Task objective: Each entry must be output once more without any change.

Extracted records
"""

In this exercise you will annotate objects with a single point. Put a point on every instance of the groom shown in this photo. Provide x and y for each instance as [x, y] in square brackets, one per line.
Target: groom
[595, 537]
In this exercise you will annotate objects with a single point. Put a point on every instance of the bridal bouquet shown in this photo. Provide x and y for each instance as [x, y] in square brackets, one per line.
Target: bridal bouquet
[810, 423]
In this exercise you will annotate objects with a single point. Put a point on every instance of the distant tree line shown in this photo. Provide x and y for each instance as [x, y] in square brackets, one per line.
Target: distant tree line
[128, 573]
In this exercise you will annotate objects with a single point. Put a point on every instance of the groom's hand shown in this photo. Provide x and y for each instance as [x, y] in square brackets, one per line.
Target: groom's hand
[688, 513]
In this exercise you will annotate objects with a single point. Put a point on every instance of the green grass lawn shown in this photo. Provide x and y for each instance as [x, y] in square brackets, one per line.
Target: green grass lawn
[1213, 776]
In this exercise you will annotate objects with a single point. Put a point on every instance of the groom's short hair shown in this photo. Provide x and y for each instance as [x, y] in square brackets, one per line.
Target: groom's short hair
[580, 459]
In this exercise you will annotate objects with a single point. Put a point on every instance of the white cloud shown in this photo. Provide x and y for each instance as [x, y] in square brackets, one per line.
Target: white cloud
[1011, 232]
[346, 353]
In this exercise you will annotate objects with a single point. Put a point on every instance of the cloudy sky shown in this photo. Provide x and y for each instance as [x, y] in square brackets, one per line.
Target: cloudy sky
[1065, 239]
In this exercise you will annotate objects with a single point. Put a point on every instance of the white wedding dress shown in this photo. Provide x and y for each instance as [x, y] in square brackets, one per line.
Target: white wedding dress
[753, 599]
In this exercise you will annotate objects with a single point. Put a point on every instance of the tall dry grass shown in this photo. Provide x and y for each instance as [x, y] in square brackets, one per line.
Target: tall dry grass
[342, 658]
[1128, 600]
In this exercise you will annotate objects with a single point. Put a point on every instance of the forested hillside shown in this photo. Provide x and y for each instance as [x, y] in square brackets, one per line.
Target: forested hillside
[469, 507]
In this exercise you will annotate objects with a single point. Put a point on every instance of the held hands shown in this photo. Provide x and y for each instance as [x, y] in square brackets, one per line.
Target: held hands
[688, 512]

"""

Completed task:
In this exercise you will annotate objects with a single point. Put a point on every instance of the groom shown in this photo. Provide x and y for each instance as [x, y] in square brackets, one per line.
Target: groom
[595, 537]
In this exercise you will annotate objects with a single point. Put a point on every instance of the bridal bouquet shown in this photo. Provide x and y for each instance as [x, y] in square brackets, one per line.
Target: bridal bouquet
[810, 423]
In this exercise you will annotate objects with a single point. Put a point on every instance of the distant tree line shown in this photo. Provide x and y for each instance as [x, y] in square brackets, one per line.
Target: distant tree line
[128, 573]
In this exercise you will annotate objects with a single point. Put a point on every instance of the groom's hand shown in this photo. Provide x and y for each instance as [x, y] in square brackets, one per line.
Target: groom's hand
[688, 513]
In this exercise you will annotate objects with a single point. Put a point on every instance of the green grass lawn shown in this photo. Provide x and y for each instance as [x, y] in square brackets, one per line.
Target: green grass lawn
[1213, 776]
In this exercise you will annotate objects with a single point. Put a point on every instance of the groom's short hair shown in this photo. Provide x and y for each instance as [x, y] in square brackets, one per line.
Target: groom's short hair
[580, 459]
In this exercise you will annotate objects with a single point. Put a point on every instance of the white cloud shown in this photo. Provide x and y for each instance as [x, y] in square brackets, one per line.
Target: white cloud
[1011, 232]
[346, 353]
In this exercise you will annotate objects with a single point. Put a point on every instance of the cloudy sky shown in this photo. Provide x and y for each instance as [x, y] in square brackets, one per line.
Target: cloudy sky
[1065, 239]
In this exercise you will annotate objects with a single point. Put a point on every instance of the white wedding dress shown in this photo. Provide x and y for each instance as [x, y] in square brackets, one per line.
Target: white wedding dress
[753, 599]
In this exercise you will annotate objects with a single point. Put a point on every instance of the tall dry grass shown in this photo. Provide x and y for each instance as [x, y] in square brackets, one per line.
Target: tall dry grass
[342, 658]
[1128, 600]
In this exercise you will annotate objects with a single point. Put a point on every instance of the forested hillside shown in this photo. Provide x and y for each instance as [x, y] in square brackets, one per line.
Target: forested hillside
[469, 507]
In this exercise you will annotate objects with a single point. Put a point on every instance of the held hands shown in this photo. Provide x and y for each instance as [x, y] in square brackets, one per line.
Target: held hands
[688, 512]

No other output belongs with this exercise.